(Saved entries)
****************************************
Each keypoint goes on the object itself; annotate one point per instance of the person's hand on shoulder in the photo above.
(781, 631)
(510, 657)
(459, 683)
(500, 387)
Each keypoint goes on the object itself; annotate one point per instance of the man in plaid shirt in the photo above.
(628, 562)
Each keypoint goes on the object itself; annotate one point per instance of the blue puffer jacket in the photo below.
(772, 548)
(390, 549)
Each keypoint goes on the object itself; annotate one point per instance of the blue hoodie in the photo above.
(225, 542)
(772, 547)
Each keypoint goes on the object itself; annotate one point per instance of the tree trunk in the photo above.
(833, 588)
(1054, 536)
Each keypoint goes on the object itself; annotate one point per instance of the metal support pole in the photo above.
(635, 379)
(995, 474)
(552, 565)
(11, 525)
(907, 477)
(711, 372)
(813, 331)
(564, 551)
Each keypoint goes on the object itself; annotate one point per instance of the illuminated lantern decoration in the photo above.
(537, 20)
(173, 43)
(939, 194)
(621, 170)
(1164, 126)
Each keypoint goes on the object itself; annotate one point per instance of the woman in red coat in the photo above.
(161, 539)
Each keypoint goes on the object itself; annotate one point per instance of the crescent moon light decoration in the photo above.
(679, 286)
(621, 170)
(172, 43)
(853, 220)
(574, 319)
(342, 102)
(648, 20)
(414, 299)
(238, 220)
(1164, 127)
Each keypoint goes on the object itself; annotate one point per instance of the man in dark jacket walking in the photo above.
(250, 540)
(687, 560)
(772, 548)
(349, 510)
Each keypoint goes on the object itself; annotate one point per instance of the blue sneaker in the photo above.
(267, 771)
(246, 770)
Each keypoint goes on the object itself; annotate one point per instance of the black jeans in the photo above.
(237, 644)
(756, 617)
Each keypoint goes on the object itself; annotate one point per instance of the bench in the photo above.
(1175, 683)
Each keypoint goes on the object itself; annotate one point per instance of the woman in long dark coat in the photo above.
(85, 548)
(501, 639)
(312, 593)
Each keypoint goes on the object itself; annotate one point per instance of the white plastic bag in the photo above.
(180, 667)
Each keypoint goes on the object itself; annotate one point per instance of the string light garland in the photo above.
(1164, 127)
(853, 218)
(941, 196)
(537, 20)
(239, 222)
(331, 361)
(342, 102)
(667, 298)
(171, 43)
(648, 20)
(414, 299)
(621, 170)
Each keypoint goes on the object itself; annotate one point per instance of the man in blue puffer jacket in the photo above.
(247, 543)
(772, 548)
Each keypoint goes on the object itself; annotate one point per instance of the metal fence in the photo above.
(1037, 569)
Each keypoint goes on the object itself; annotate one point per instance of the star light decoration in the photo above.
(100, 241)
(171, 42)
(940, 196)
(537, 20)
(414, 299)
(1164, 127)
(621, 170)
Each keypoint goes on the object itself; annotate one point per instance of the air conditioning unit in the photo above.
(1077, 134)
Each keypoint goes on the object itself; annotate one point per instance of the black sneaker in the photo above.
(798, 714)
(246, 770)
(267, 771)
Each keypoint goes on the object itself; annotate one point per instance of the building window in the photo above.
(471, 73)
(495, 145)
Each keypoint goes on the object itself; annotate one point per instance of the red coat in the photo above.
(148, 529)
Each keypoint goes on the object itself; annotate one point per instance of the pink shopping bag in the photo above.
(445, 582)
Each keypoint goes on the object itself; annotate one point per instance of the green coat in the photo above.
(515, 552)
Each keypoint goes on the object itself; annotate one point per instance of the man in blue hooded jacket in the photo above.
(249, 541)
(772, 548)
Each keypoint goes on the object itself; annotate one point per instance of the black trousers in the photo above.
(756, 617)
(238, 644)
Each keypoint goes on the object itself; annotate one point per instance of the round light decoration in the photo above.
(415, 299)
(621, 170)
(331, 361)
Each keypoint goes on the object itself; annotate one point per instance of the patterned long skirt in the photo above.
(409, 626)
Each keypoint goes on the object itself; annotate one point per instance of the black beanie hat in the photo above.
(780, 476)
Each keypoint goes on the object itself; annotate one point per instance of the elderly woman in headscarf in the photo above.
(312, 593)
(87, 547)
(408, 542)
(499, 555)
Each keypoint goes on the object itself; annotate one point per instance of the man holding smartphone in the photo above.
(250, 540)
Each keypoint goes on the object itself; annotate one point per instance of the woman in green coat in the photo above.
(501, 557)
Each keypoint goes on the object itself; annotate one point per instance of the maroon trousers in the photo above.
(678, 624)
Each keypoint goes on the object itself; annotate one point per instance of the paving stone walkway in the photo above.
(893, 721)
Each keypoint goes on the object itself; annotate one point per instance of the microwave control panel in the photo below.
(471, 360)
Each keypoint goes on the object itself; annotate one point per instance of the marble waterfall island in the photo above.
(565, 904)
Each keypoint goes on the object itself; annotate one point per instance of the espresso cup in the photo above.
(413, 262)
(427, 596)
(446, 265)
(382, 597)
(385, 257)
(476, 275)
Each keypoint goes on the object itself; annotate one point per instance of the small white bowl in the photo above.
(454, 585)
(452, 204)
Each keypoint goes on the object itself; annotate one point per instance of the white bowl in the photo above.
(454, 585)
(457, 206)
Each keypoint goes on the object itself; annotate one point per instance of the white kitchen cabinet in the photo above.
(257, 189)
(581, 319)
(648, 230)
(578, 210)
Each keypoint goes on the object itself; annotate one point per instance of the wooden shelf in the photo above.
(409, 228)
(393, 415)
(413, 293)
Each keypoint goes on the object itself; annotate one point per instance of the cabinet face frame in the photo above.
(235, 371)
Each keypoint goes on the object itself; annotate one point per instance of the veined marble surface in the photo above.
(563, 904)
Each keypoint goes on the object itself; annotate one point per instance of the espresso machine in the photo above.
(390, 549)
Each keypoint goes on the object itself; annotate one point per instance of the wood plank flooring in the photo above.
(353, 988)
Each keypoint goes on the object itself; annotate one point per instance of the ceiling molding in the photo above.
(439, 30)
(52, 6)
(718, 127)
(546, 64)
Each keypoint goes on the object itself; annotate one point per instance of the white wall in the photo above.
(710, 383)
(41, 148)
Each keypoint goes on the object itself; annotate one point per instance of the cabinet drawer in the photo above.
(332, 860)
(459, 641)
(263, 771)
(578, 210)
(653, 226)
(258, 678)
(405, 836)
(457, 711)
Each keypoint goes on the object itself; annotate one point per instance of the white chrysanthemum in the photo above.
****************************************
Please print each entry once more, exactly as it reads.

Each keypoint goes on the object itself; annotate one point per instance of the person's hand on shoulder in the photo above.
(781, 631)
(510, 657)
(459, 683)
(500, 387)
Each keypoint goes on the object itself; annotate one point per instance of the man in plaid shirt in the photo above.
(628, 562)
Each keypoint goes on the object itself; annotate one point per instance of the blue puffer jacket in the photo below.
(772, 548)
(390, 549)
Each keypoint goes on the object itself; annotate one point per instance of the blue hoodie in the photo above.
(225, 542)
(772, 547)
Each keypoint goes on the object itself; annotate one point per instance of the tree trunk in the photo above.
(833, 588)
(1054, 536)
Each keypoint goes on the object itself; annotate one point per instance of the metal support pole in the photo above.
(635, 379)
(995, 474)
(552, 565)
(11, 525)
(907, 477)
(711, 372)
(813, 331)
(564, 551)
Each keypoint goes on the object itself; annotate one point per instance of the illuminated lantern decoration in the photo above.
(537, 20)
(173, 43)
(939, 194)
(621, 170)
(1164, 126)
Each keypoint goes on the object itself; annotate one point per instance of the woman in red coat in the photo above.
(161, 539)
Each keypoint goes on the object itself; annotate one point per instance of the crescent moon light decoration in the photo above.
(679, 286)
(621, 170)
(172, 43)
(853, 220)
(574, 319)
(342, 102)
(648, 20)
(414, 299)
(238, 220)
(1164, 127)
Each keypoint goes on the object itself; annotate one point per instance of the man in dark jacket walking in the photo above.
(250, 540)
(687, 560)
(772, 548)
(349, 510)
Each keypoint goes on the object itself; annotate one point per instance of the blue sneaker in the photo above.
(267, 771)
(246, 770)
Each keypoint goes on the object itself; annotate one point per instance of the black jeans in the photo above.
(237, 644)
(756, 617)
Each keypoint goes on the object itself; annotate one point per instance of the bench in the photo above.
(1175, 683)
Each keypoint goes on the object itself; annotate one point per instance of the woman in long dark coat in the photo above.
(85, 548)
(501, 639)
(312, 593)
Each keypoint goes on the object itself; annotate one point per instance of the white plastic bag in the photo above.
(180, 667)
Each keypoint goes on the object itself; annotate one point per instance of the string light garland in the photo above.
(1164, 127)
(853, 218)
(941, 196)
(537, 20)
(239, 222)
(331, 361)
(342, 102)
(667, 298)
(171, 43)
(648, 20)
(414, 299)
(621, 170)
Each keypoint goes on the object itself; annotate one point per instance of the man in blue puffer jacket in the photo above.
(247, 543)
(772, 548)
Each keypoint goes on the object itself; annotate one point per instance of the metal fence in the photo above.
(1037, 569)
Each keypoint goes on the object itself; annotate one point per instance of the star light decoration in the photo above.
(100, 241)
(171, 42)
(940, 196)
(537, 20)
(414, 299)
(1164, 127)
(621, 170)
Each keypoint goes on the object itself; annotate one point per instance of the air conditioning unit in the photo above.
(1077, 134)
Each keypoint goes on the object itself; annotate one point per instance of the black sneaker in the photo above.
(798, 714)
(246, 770)
(267, 771)
Each keypoint goes on the object itself; annotate one point per instance of the building window in the photo above.
(471, 73)
(495, 145)
Each keypoint goes on the object itself; annotate one point per instance of the red coat in the photo above.
(148, 529)
Each keypoint goes on the object itself; annotate one point per instance of the pink shopping bag in the photo above.
(445, 582)
Each keypoint goes on the object itself; annotate one point per instance of the green coat in the photo above.
(515, 552)
Each keypoint goes on the object itself; annotate one point per instance of the man in blue hooded jacket in the photo above.
(249, 541)
(772, 548)
Each keypoint goes on the object itself; annotate one point per instance of the black trousers in the photo above.
(756, 617)
(238, 644)
Each keypoint goes on the object itself; annotate one point per instance of the round light decoration in the photo above.
(415, 299)
(621, 170)
(331, 361)
Each keypoint goes on the object itself; annotate one point per instance of the patterned long skirt in the photo above.
(409, 626)
Each keypoint goes on the object itself; annotate one point per instance of the black beanie hat in the photo above.
(780, 476)
Each keypoint goes on the object itself; annotate one point per instance of the elderly woman in headscarf in the photo above.
(312, 593)
(87, 547)
(408, 542)
(499, 555)
Each keypoint goes on the object itself; annotate one point per instance of the man holding smartphone in the photo above.
(250, 540)
Each keypoint goes on the object itself; annotate one point per instance of the woman in green coat in the photo above.
(501, 557)
Each keypoint goes on the object itself; annotate one point per instance of the maroon trousers in the photo above.
(678, 624)
Each keypoint goes on the object itself; annotate one point per instance of the paving stone walkway in the photo above.
(893, 721)
Each keypoint goes on the object itself; annotate one point per instance of the microwave control panel in the photo below.
(471, 360)
Each keypoint goes on the object itself; annotate one point per instance of the marble waterfall island in the photo above.
(565, 904)
Each keypoint goes on the object itself; annotate one point per instance of the espresso cup in the photo above.
(413, 262)
(427, 596)
(446, 265)
(382, 597)
(385, 257)
(476, 275)
Each keypoint goes on the object itself; annotate one point per instance of the small white bowl in the photo above.
(454, 585)
(452, 204)
Each keypoint goes on the object itself; annotate one point per instance of the white bowl in the photo above.
(454, 585)
(457, 206)
Each keypoint goes on the object itself; annotate one point per instance of the white kitchen cabinet in the photo above.
(257, 189)
(581, 319)
(648, 230)
(578, 210)
Each keypoint goes on the object itself; annotate one point per instance of the wooden shelf in the photo above.
(409, 228)
(393, 415)
(413, 293)
Each keypoint goes on the object itself; annotate one point per instance of the cabinet face frame in the photo above.
(235, 371)
Each keypoint goes on the object itself; annotate one point per instance of the veined marble surface in the photo above.
(563, 904)
Each keypoint goes on the object itself; annotate one point per instance of the espresso machine in the photo above.
(390, 549)
Each keypoint goes on the object itself; annotate one point per instance of the wood plank flooring in the photo above.
(353, 988)
Each keypoint goes on the object itself; annotate one point per instance of the ceiling molding in the photo above.
(439, 30)
(52, 6)
(718, 127)
(546, 64)
Each keypoint goes on the object itself; annotate one point per instance of the white wall in the photo above.
(710, 383)
(41, 148)
Each keypoint goes on the object itself; annotate one point per instance of the cabinet drawer in the photo above.
(332, 860)
(459, 641)
(263, 771)
(578, 210)
(653, 226)
(258, 678)
(405, 836)
(457, 711)
Each keypoint goes on the object itself; annotate one point per instance of the white chrysanthemum in the photo above.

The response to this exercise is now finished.